#### DOCUMENT SEGMENT
★ ★ ★ ★
Can a coffee house rebuild Hillman City?

Economic hardship and personal loss could have killed Tin Umbrella; could have nipped it right in the bud. Instead it's a stepping stone to neighborhood vibrancy.
Economic hardship and personal loss could have killed Tin Umbrella; could have nipped it right in the bud. Instead it's a stepping stone to neighborhood vibrancy.

About 120 years ago, two villages a mile apart took root in the middle of what we now call the Rainier Valley, nourished by lumber from the forest and the now extinct rail line that joined it to the metropolis to the north.

One was slightly bigger than the other, but both promised prosperity. Citizens built a library, an opera house, saloons and stores. Early in their lives, both towns, Columbia City and Hillman City, became part of Seattle and slipped together into a similar history. But as they entered their second century of life, their paths diverged.

Columbia City bloomed, as if it had been storing all of its energy for decades. The ingredients for its transformation were always there: vintage, pedestrian-friendly architecture; large, commercial blocks; plentiful housing stock, grand homes set atop a ridge. The new century brought a new rail station less than a quarter-mile away.

Investment attracted more investment; development attracted more development. The commercial core flourished. There is, today, a theater that shows first-run movies, a jazz club, upscale restaurants, professional offices, bars and boutiques. At present, there is a giant hole on Rainier Avenue South, next to the Columbia City library, that will eventually become a PCC Natural Markets store and a 200-unit apartment building.
★ ★ ★ ★
#### ITEMS

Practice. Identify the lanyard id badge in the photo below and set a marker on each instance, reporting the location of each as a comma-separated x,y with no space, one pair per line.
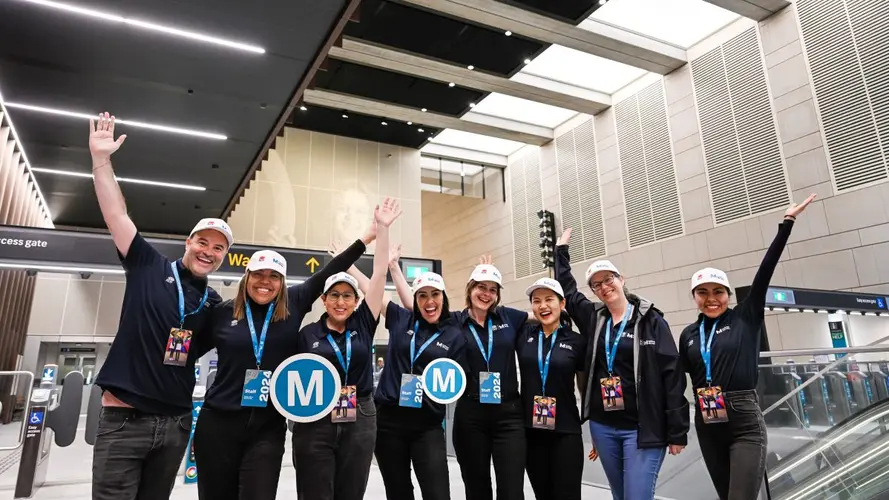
346,409
257,382
179,341
488,381
710,398
543,413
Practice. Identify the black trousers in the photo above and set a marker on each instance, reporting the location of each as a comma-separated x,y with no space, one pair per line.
410,436
735,451
554,464
239,453
333,460
137,455
483,432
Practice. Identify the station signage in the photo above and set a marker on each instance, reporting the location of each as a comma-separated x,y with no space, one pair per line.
23,245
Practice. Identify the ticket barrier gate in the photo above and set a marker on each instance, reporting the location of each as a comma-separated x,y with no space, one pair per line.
51,415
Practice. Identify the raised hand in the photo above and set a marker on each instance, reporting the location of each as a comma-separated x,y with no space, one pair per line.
385,215
101,142
796,209
565,238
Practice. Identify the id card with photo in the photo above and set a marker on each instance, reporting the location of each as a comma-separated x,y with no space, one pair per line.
411,391
346,409
612,393
543,413
176,351
489,388
256,388
712,404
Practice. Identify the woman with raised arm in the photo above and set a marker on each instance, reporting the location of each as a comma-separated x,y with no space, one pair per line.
332,456
239,439
409,430
634,395
721,353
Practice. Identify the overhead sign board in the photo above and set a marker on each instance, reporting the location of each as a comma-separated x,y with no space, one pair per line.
55,247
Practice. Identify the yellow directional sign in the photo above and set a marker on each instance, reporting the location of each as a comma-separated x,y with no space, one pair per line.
313,263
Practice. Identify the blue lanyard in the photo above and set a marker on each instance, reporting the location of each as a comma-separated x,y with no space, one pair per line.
705,346
339,354
423,347
611,349
542,365
259,346
478,340
182,314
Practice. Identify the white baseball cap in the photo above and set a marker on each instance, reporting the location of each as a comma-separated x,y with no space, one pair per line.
216,225
486,272
710,275
428,279
600,265
340,278
549,284
268,259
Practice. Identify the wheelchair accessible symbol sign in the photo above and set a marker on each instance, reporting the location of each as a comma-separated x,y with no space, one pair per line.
305,388
444,381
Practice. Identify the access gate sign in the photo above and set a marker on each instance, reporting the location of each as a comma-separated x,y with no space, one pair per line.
305,388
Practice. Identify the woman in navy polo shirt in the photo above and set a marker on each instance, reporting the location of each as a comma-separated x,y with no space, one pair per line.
239,438
550,356
332,455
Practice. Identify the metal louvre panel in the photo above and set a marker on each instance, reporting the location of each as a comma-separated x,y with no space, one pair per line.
662,189
846,114
640,227
755,125
593,223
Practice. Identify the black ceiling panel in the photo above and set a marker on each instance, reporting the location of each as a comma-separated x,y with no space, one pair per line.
395,88
370,128
441,38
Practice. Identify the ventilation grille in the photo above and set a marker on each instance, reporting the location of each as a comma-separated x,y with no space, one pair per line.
524,174
847,58
579,193
646,165
744,164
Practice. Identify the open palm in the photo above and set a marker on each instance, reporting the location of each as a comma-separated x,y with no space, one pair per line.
102,143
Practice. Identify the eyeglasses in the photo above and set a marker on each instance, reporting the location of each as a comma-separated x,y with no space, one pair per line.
596,285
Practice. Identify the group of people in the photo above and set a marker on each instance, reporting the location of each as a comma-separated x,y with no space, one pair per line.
618,353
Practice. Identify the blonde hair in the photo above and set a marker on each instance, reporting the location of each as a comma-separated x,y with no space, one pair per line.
282,312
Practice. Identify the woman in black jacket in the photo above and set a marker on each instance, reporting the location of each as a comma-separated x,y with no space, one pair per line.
721,352
634,394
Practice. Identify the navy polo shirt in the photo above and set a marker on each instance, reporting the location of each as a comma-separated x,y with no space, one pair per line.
568,358
450,344
134,370
234,344
361,327
505,323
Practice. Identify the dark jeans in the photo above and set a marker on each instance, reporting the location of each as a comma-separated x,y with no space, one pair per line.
333,460
238,453
735,451
483,431
137,456
554,464
408,436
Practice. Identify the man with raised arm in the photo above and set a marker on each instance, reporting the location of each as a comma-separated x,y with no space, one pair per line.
148,378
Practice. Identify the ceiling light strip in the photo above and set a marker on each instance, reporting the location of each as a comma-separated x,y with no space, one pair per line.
27,162
132,123
105,16
121,179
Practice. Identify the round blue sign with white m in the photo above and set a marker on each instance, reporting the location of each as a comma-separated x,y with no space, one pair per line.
305,388
444,380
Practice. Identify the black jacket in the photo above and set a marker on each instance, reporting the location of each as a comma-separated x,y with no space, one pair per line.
663,411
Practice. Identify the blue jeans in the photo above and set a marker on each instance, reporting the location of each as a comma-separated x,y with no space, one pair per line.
631,471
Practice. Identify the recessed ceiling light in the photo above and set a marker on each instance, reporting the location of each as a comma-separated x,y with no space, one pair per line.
105,16
73,114
121,179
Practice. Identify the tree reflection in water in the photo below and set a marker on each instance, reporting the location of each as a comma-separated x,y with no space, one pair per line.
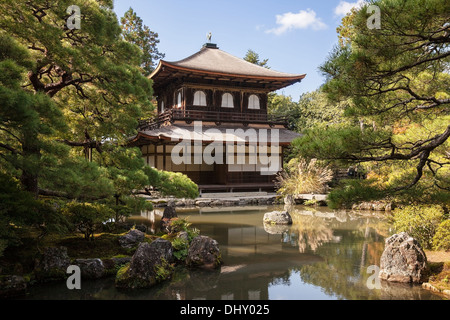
324,254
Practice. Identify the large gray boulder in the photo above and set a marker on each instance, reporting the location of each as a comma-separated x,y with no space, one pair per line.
277,217
149,265
131,239
204,253
403,260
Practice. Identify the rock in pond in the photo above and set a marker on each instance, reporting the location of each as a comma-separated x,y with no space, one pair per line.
403,260
278,217
52,265
204,253
91,268
149,265
12,286
131,239
168,214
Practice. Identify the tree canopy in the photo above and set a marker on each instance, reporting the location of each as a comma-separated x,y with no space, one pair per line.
134,31
70,100
394,84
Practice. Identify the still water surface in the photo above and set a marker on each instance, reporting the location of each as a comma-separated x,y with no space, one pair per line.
324,255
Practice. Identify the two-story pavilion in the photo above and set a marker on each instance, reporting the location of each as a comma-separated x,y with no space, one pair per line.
212,122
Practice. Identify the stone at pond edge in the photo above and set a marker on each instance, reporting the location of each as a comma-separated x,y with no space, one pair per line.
277,217
204,253
52,265
131,239
149,265
403,260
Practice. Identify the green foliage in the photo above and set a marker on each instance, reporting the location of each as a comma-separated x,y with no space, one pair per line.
301,176
421,222
134,31
350,192
441,239
87,218
172,183
180,248
253,57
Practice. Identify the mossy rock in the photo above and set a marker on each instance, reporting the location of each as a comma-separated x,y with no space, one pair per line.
150,265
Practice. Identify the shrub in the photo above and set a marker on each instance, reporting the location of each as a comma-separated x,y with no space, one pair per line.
351,192
300,176
441,240
421,222
87,218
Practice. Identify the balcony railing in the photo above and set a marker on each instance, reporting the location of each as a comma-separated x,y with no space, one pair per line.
210,116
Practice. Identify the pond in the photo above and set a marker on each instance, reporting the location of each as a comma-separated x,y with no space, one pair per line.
323,255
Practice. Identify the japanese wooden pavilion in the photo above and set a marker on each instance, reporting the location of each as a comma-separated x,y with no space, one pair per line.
227,96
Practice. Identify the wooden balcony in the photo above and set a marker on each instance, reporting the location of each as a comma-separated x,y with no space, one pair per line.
189,116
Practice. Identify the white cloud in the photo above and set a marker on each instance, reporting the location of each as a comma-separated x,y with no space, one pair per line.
345,7
303,20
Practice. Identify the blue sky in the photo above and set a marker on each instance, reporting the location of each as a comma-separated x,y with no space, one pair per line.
295,35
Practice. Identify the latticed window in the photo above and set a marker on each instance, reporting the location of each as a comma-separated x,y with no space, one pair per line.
253,102
179,100
227,100
199,98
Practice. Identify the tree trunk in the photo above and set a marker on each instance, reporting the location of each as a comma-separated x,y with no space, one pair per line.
30,168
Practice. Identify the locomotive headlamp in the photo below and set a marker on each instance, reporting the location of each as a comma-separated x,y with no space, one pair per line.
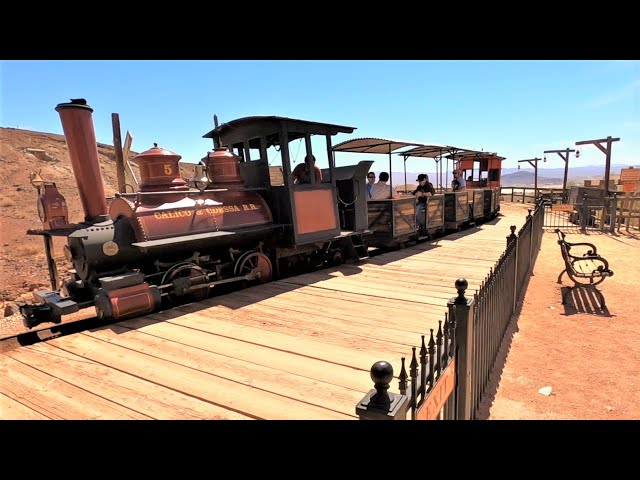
199,179
36,180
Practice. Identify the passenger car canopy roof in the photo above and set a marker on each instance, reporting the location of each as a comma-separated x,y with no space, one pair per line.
373,145
251,127
429,151
475,155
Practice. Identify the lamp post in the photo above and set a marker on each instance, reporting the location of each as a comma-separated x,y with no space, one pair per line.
534,163
607,151
564,157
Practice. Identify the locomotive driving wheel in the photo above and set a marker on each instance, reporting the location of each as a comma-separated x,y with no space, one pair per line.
255,262
182,276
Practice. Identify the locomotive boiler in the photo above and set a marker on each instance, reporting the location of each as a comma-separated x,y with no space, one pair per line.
166,242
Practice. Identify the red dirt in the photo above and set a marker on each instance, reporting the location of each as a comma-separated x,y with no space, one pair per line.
590,358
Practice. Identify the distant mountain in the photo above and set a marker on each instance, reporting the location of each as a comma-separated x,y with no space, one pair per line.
575,173
527,178
548,176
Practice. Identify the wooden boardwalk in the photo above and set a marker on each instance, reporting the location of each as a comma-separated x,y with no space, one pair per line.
298,348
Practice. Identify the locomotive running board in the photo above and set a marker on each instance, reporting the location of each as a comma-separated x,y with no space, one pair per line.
184,238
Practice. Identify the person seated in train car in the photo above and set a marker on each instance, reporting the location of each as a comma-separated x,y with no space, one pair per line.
371,179
461,179
425,189
381,190
458,183
301,172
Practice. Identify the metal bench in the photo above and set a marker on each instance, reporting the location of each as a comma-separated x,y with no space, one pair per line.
586,271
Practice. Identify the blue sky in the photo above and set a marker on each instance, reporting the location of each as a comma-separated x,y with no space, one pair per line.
515,108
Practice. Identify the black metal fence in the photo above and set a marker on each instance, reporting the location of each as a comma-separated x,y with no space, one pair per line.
469,341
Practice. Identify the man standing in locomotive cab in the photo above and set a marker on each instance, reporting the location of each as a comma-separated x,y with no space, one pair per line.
301,172
371,179
382,191
425,189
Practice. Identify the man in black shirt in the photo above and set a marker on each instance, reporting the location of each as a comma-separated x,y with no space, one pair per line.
424,190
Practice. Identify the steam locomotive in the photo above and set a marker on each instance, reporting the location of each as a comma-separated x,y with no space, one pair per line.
234,222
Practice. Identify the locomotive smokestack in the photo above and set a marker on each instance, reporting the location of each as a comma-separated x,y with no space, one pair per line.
83,150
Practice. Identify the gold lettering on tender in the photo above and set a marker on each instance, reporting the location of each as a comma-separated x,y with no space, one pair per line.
209,210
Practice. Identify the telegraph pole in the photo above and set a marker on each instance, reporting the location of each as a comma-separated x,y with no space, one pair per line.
607,151
534,163
564,157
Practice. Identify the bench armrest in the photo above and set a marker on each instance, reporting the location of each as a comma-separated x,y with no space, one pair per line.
603,268
593,252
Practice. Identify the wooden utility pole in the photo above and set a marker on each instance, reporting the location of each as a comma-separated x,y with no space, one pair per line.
117,145
534,163
607,151
128,140
564,157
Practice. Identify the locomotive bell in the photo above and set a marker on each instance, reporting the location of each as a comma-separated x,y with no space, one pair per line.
223,168
199,179
159,170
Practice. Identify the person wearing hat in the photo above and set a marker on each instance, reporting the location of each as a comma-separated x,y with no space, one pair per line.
458,183
301,174
425,189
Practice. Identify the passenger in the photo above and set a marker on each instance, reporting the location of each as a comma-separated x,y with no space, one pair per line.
301,172
381,190
458,183
425,189
463,182
371,179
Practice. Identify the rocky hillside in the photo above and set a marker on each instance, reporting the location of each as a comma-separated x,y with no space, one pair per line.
22,260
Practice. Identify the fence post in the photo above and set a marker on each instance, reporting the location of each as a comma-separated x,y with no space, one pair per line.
461,310
514,238
584,212
529,219
379,404
613,207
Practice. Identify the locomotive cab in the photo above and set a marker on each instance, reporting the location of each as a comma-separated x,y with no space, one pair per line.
305,207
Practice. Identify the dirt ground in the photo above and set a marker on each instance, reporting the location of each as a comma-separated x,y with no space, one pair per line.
589,357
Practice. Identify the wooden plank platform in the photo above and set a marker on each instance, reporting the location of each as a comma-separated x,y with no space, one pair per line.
298,348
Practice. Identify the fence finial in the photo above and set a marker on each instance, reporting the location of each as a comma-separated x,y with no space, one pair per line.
461,286
381,374
378,404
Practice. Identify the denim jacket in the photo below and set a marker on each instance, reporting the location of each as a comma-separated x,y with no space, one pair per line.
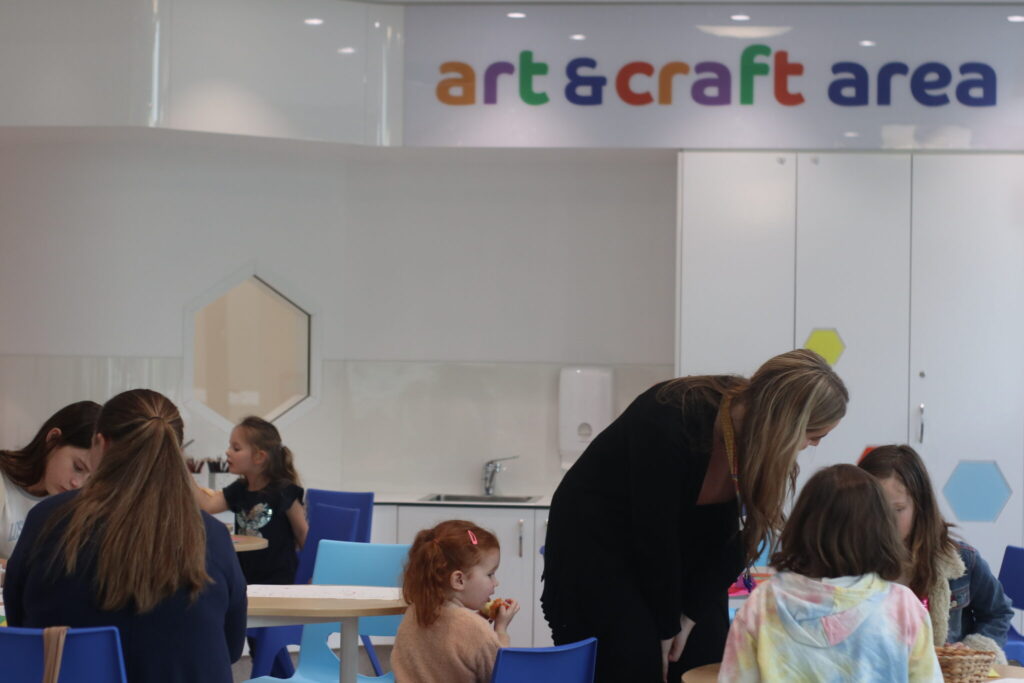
977,603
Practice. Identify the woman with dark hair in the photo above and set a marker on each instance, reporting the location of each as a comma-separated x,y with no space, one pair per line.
57,459
644,532
966,602
132,549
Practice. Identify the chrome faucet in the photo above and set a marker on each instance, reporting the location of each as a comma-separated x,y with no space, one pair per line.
491,470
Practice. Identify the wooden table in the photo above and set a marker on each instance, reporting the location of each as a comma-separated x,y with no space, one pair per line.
244,544
283,605
709,674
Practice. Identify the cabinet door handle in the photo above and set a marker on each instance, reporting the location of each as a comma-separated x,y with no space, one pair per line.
921,434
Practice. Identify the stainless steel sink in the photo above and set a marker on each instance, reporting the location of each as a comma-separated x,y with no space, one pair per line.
463,498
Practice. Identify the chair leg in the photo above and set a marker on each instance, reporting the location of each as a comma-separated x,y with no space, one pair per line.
372,653
283,667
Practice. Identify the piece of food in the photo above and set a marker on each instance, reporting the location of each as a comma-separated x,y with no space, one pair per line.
489,609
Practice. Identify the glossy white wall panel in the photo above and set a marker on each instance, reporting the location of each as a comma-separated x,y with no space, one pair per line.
853,256
737,225
87,62
257,69
442,255
967,327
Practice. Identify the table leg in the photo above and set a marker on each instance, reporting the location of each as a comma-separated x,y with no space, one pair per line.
349,667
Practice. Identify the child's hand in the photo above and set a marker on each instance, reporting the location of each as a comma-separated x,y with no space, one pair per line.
505,613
★ ★ ★ ★
#### THE TASKS
1. Write out the Hillman City article again, beginning at the words "About 120 years" and stopping after "to the north.", and substitute "settlements" for "villages".
2. Gather every line of the rows that contains the word "pavilion", treating case as significant.

#### THE SOLUTIONS
1.
About 120 years ago, two settlements a mile apart took root in the middle of what we now call the Rainier Valley, nourished by lumber from the forest and the now extinct rail line that joined it to the metropolis to the north.

2.
Practice. Identify the two-story pavilion in the photo above and set a marker on each instance, reporting the location of each as a comma-separated x,y with no space, one pair per line.
Practice. Identify the japanese wooden pavilion in the photo above and set a marker on each instance, reporting the location of each as a comma-separated x,y with no space, one pair per line.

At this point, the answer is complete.